+++ Stored data

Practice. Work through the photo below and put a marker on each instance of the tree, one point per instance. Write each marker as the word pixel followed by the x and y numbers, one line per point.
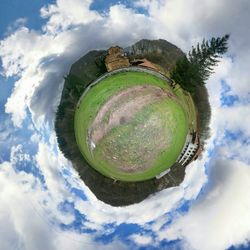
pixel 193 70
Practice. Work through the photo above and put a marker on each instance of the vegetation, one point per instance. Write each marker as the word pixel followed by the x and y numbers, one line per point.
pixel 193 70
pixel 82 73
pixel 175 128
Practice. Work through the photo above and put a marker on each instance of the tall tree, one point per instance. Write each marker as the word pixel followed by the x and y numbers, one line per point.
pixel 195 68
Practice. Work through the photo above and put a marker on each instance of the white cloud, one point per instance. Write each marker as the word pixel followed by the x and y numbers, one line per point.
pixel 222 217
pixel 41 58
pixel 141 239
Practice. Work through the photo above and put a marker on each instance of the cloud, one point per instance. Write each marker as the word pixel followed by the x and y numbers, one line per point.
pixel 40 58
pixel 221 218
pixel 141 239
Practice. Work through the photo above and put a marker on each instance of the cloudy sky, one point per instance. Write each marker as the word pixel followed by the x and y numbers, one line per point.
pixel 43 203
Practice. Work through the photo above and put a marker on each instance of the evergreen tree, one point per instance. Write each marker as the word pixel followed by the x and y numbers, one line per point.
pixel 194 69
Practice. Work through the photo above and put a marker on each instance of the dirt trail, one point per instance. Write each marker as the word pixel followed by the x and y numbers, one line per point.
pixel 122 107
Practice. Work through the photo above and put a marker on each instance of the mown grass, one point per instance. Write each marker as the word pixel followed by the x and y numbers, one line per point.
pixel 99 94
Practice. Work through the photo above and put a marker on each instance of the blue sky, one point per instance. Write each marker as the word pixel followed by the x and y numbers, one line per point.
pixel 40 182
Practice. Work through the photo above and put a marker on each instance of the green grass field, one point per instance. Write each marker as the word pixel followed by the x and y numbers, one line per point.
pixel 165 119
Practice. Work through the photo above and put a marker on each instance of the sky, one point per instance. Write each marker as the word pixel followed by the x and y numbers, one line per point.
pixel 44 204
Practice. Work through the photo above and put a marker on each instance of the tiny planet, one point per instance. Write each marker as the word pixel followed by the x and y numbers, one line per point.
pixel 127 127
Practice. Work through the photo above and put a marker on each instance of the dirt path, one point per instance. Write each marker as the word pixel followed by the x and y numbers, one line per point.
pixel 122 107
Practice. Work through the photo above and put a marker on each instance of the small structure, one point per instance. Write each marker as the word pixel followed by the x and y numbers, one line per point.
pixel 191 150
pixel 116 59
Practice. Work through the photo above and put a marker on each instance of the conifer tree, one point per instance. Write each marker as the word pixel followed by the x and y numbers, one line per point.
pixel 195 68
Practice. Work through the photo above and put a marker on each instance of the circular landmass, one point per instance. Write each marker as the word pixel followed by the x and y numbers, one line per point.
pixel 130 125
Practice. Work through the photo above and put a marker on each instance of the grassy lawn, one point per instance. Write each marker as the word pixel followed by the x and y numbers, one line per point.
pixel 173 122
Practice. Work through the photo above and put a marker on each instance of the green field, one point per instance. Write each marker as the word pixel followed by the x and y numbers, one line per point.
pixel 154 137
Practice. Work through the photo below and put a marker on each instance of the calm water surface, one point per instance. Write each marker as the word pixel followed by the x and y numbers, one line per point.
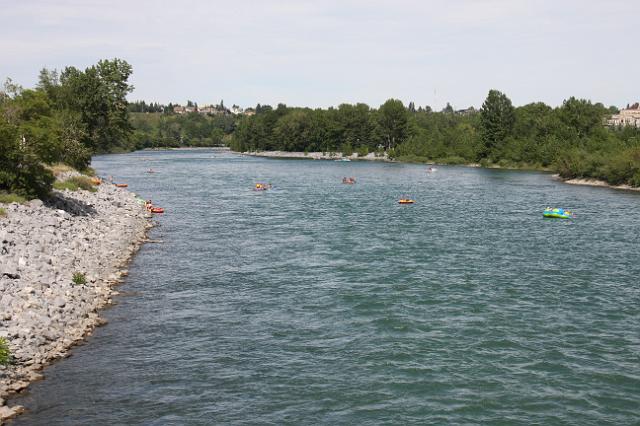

++++++
+++ Stored data

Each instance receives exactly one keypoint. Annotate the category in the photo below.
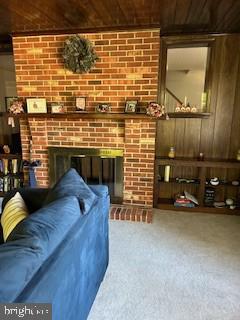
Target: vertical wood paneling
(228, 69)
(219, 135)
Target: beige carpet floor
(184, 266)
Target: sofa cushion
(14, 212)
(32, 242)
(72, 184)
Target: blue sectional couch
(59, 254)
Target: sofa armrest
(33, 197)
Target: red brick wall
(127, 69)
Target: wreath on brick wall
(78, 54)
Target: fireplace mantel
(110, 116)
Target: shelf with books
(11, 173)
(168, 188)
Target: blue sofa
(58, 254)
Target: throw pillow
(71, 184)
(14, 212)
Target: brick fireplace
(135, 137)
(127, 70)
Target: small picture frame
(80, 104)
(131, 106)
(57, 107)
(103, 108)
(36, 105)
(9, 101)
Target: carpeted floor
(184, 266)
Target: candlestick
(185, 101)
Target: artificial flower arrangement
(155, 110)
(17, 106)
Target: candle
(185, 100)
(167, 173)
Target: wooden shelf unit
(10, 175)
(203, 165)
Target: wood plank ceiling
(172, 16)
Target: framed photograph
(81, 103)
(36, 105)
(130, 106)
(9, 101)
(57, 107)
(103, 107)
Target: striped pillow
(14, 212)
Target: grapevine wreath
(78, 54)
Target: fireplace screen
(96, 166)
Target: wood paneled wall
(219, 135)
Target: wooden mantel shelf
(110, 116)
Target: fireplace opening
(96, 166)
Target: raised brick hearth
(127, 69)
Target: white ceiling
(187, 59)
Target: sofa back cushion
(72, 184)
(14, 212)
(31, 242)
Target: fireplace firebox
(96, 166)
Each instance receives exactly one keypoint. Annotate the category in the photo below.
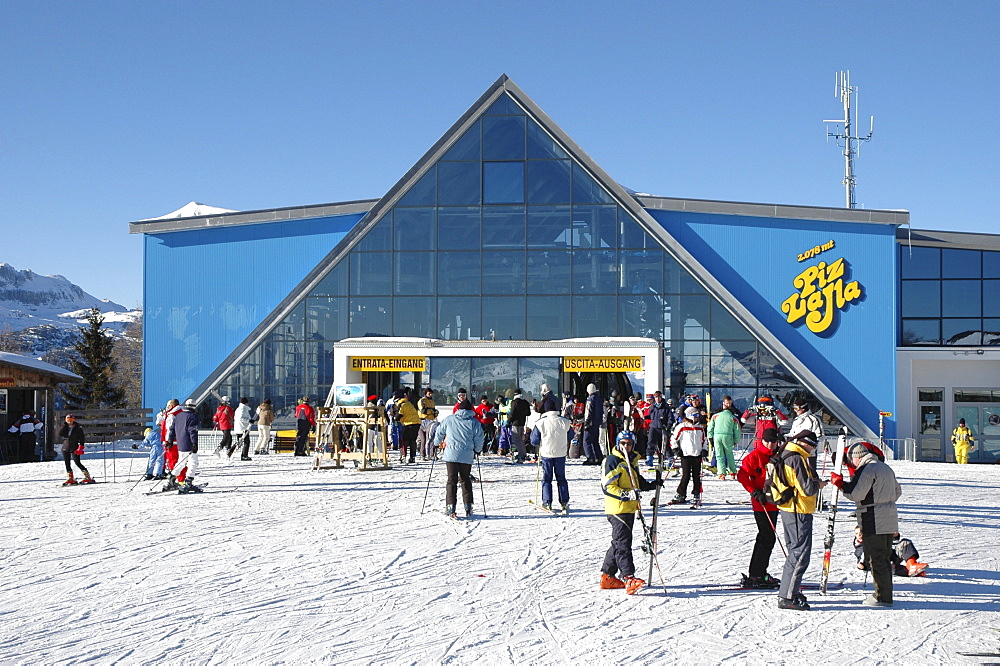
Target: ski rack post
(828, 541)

++++++

__Task objective__. Reproduce, word for word and in full, only the lines above that start at the line with "green field, one" and run through the line with "of the calm", both ends included.

__Answer for this exercise__.
Practice. Work through the photo above and put a marker on each instance of the green field, one point per instance. Write each marker as the word pixel followed by the x and y numbers, one line per point.
pixel 154 137
Practice. Work through the photo below and put a marker on each instance of the calm water surface, one point per instance. Write each marker as the word pixel followed by the x and y numbers, one line per point.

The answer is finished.